## Problem requirements
Retype, word for word, each line between the lines holding "positive clicks: (143, 277)" and "box: [124, 253, 191, 294]", inclusive, and leave the rest of the data alone.

## Records shown
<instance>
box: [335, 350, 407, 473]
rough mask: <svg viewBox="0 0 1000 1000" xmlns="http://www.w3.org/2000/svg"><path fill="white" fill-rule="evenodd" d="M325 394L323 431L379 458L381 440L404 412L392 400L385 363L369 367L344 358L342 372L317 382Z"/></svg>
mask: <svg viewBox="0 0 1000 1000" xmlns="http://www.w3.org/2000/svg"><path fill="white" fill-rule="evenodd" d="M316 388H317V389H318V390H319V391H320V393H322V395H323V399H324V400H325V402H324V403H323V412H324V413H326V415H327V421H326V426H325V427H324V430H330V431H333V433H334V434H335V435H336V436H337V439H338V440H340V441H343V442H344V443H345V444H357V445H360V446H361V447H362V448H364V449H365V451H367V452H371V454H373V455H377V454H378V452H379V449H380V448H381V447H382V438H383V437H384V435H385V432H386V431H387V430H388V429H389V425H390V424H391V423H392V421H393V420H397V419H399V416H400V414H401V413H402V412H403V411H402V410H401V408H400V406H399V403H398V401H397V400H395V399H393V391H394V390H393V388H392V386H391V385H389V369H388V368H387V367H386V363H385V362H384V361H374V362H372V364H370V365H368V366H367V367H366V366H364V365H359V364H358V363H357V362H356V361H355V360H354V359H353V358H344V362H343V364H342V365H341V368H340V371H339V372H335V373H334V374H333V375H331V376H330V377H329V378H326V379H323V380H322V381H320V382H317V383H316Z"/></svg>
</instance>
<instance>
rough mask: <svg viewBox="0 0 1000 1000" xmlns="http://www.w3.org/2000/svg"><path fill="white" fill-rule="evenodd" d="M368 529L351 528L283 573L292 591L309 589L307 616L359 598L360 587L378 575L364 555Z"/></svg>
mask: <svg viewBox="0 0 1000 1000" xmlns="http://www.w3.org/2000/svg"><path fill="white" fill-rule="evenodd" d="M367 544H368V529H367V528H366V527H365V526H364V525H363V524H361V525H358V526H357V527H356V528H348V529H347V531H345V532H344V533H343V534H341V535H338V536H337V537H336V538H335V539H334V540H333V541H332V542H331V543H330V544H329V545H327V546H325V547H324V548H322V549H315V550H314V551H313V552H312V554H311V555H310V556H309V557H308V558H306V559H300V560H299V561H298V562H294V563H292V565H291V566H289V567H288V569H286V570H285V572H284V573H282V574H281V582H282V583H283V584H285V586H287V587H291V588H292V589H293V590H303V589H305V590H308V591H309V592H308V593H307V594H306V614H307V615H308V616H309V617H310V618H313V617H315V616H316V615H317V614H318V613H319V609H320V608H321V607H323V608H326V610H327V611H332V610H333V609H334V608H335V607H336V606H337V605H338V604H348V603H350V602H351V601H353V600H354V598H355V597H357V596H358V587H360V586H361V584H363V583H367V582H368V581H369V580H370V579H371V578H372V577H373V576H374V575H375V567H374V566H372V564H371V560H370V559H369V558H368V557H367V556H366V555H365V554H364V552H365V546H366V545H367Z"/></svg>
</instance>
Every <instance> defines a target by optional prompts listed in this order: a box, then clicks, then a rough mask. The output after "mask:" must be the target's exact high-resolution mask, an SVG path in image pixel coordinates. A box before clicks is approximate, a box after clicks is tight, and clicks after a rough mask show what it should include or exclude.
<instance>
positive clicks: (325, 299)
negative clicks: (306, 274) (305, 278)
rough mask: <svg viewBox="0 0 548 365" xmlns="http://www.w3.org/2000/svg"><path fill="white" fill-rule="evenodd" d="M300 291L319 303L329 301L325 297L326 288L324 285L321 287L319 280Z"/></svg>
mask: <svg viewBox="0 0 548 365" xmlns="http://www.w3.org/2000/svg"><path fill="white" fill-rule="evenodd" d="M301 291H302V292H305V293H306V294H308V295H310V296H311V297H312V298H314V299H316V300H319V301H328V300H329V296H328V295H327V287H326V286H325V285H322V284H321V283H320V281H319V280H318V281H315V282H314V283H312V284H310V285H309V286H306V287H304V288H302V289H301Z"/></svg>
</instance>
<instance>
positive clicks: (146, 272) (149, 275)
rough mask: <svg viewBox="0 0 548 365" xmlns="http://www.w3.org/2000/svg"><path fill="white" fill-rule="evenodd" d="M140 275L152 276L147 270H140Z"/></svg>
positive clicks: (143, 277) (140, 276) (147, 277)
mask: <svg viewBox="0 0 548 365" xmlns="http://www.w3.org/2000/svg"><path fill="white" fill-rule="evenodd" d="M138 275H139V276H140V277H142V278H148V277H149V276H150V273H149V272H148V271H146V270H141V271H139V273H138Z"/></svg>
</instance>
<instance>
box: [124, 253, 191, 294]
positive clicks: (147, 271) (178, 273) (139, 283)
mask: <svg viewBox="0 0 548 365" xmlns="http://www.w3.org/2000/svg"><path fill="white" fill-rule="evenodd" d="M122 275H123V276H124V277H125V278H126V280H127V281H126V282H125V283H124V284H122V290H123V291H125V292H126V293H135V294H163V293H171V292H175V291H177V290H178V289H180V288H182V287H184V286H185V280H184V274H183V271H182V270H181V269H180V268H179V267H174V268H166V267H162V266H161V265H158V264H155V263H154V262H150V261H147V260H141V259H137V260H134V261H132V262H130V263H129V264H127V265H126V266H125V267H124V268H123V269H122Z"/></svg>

## Final answer
positive clicks: (143, 277) (140, 276) (147, 277)
mask: <svg viewBox="0 0 548 365" xmlns="http://www.w3.org/2000/svg"><path fill="white" fill-rule="evenodd" d="M138 275H139V276H140V277H142V278H148V277H149V276H150V273H149V272H148V271H146V270H141V271H139V273H138Z"/></svg>
</instance>
<instance>
box: [124, 253, 191, 294]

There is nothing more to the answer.